Study material: Begin
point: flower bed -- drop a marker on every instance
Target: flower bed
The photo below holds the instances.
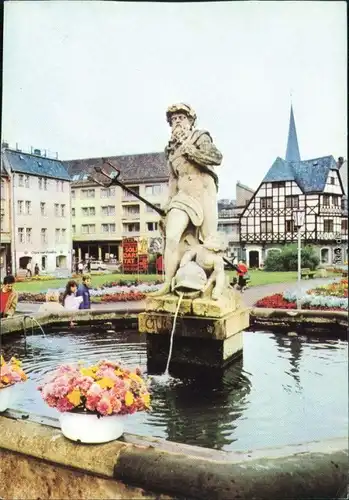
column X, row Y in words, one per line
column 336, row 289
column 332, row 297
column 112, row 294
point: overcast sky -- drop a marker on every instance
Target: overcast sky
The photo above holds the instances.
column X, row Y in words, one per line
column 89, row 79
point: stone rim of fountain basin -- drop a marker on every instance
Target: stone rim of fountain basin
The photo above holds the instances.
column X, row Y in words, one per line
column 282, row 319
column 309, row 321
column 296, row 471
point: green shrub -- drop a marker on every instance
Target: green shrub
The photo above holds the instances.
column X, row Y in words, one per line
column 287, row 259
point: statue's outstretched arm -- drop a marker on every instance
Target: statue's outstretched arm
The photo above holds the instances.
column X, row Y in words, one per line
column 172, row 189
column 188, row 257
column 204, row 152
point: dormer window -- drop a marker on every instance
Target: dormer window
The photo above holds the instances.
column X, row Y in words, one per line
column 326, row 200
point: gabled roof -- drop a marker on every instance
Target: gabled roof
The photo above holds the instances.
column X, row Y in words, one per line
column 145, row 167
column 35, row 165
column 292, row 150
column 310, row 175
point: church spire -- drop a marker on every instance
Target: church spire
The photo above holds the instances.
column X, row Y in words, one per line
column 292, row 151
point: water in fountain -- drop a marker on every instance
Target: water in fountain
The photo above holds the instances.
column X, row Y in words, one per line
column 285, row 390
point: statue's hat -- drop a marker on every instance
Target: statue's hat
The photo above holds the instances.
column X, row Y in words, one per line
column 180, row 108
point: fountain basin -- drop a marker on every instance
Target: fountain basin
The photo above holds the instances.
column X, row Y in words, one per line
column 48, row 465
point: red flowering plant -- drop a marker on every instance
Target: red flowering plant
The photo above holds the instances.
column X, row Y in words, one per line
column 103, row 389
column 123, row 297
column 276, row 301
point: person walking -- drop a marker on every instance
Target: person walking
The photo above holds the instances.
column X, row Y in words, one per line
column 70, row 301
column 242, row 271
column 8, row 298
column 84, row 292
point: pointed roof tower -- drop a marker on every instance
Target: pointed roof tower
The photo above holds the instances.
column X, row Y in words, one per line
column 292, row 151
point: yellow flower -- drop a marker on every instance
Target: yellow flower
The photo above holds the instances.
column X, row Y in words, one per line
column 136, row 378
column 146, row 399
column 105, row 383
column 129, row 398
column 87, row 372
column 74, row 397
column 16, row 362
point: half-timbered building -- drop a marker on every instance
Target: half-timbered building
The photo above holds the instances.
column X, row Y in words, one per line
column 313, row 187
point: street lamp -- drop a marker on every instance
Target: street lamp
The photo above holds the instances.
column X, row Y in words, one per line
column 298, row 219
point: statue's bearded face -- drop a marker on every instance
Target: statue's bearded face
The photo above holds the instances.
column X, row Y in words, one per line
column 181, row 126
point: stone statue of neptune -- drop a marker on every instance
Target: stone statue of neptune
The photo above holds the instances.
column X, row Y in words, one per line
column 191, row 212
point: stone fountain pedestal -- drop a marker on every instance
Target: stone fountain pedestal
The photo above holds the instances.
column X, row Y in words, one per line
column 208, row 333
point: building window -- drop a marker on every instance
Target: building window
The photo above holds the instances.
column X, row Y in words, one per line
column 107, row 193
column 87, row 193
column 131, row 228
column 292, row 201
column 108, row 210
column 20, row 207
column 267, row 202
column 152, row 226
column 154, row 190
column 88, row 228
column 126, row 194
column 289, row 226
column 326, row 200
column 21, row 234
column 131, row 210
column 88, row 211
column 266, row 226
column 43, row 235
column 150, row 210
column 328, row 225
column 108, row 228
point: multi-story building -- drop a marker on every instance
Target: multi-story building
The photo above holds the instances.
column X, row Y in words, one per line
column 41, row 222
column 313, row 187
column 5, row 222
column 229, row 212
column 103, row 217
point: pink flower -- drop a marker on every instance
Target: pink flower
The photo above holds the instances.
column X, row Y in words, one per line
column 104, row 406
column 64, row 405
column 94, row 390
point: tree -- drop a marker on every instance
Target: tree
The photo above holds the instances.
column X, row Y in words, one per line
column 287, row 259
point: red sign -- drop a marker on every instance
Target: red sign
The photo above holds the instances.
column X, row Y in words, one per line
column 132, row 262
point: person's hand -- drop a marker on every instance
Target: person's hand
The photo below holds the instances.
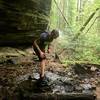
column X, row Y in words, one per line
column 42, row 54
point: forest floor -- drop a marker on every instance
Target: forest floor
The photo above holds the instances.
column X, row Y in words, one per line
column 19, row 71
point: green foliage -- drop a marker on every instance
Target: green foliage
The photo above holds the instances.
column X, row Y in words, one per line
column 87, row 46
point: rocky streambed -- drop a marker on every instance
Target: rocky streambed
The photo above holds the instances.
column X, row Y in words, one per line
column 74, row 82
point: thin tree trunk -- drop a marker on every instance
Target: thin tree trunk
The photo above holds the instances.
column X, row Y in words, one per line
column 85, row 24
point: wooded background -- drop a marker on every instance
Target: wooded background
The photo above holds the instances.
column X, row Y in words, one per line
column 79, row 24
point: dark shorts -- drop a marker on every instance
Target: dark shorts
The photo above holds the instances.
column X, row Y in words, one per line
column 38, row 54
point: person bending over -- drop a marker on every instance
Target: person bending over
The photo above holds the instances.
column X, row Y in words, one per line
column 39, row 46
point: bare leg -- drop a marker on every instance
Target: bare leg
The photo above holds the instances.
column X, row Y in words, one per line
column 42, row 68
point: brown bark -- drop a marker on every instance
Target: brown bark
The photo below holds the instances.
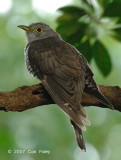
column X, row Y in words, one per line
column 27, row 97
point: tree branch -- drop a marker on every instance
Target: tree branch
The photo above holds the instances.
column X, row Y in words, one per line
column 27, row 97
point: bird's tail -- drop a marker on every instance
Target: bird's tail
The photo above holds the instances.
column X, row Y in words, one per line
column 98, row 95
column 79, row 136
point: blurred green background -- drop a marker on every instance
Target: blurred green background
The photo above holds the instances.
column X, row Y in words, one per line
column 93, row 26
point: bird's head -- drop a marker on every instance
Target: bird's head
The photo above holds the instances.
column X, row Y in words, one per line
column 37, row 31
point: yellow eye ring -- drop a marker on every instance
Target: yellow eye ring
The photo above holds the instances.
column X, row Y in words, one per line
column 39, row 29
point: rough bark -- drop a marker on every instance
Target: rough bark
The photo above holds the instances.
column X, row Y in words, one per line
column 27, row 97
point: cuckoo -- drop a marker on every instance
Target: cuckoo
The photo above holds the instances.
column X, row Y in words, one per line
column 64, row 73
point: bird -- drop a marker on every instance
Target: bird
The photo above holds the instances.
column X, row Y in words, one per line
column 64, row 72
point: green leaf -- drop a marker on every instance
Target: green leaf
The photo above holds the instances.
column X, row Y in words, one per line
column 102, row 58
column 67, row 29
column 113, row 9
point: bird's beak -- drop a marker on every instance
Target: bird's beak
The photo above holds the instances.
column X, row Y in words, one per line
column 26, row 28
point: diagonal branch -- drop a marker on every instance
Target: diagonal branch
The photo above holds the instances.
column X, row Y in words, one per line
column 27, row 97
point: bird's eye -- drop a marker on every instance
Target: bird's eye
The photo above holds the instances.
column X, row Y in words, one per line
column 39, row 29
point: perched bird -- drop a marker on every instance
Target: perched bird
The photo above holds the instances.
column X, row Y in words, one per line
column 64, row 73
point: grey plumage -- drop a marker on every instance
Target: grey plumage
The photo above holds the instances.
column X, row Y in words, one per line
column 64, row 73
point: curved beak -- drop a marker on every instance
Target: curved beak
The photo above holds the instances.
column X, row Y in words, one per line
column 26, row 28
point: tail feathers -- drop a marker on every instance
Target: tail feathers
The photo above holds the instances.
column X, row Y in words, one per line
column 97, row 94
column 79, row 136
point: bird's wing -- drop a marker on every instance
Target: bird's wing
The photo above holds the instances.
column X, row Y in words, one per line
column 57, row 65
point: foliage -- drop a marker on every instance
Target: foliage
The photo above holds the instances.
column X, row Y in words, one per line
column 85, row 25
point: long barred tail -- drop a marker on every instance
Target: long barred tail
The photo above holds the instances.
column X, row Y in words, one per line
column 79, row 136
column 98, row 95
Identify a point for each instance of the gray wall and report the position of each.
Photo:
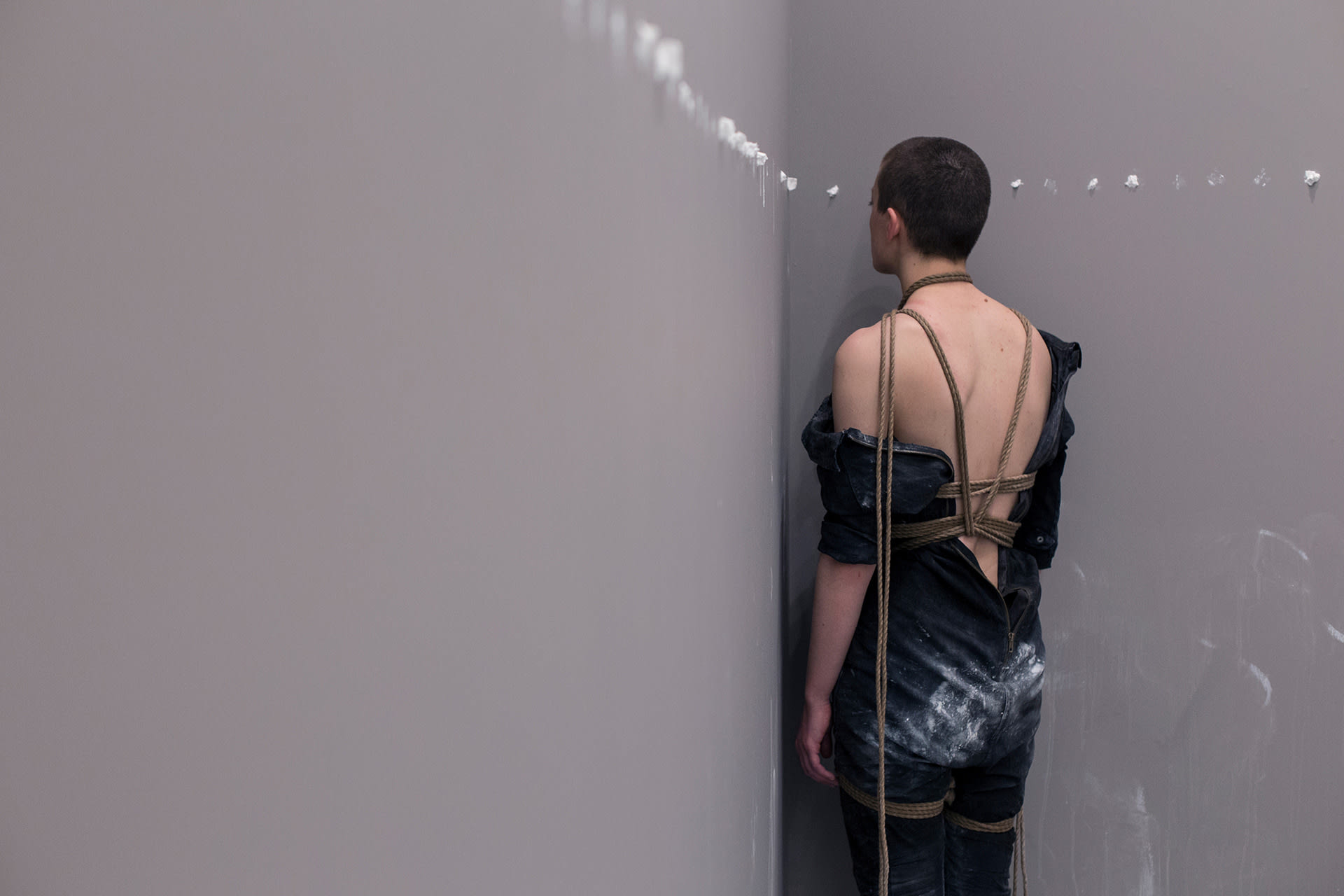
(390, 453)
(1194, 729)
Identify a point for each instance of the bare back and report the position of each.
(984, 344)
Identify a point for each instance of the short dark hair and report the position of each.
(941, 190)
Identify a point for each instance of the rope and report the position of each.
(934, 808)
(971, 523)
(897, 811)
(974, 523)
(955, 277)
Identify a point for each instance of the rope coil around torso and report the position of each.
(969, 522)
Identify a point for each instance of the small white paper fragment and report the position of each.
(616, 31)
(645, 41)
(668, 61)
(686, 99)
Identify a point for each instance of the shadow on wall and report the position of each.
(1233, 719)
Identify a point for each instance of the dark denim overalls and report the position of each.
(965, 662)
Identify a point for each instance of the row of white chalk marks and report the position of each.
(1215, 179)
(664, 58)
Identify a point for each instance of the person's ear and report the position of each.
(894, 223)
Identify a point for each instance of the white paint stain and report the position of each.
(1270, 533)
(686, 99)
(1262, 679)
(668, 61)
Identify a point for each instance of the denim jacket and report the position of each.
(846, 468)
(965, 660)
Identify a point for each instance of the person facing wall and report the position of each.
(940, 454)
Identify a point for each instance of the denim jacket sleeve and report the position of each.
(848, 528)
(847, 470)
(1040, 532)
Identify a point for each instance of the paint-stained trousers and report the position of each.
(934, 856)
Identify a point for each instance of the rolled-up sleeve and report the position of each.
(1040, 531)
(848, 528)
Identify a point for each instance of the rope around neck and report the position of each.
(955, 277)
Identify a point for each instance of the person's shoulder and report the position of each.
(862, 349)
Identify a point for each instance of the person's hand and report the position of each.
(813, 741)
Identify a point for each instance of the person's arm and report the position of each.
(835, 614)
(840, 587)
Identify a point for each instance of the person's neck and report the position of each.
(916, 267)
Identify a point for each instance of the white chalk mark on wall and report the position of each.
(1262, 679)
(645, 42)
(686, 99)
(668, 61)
Study material: End
From the data above, return only the lines starting at the line that holds "point: brown bark" and ending at the line that holds "Target: cuckoo", word for word and without pictures.

Response to the task —
point: brown bark -- drop a marker on every instance
Target: brown bark
The photo below holds the instances.
column X, row Y in words, one per line
column 27, row 97
point: tree branch -- drop a marker on every instance
Target: tree branch
The photo above holds the instances.
column X, row Y in words, one per line
column 27, row 97
point: bird's tail -- drop a marker on every instance
Target: bird's tail
The photo above holds the instances.
column X, row Y in words, one per line
column 98, row 95
column 79, row 136
point: blurred green background -- drop a marker on every instance
Target: blurred green background
The photo above holds the instances.
column X, row Y in words, one per line
column 93, row 26
point: bird's head -- drop a marker on every instance
Target: bird's head
The photo above holds the instances.
column X, row Y in words, one per line
column 37, row 31
point: yellow eye ring -- drop a marker on every instance
Target: yellow eye ring
The photo above holds the instances.
column X, row Y in words, one per line
column 39, row 29
point: rough bark -- drop a marker on every instance
Target: rough bark
The photo above holds the instances.
column X, row Y in words, one per line
column 27, row 97
point: cuckoo -- drop a marker on every instance
Target: cuckoo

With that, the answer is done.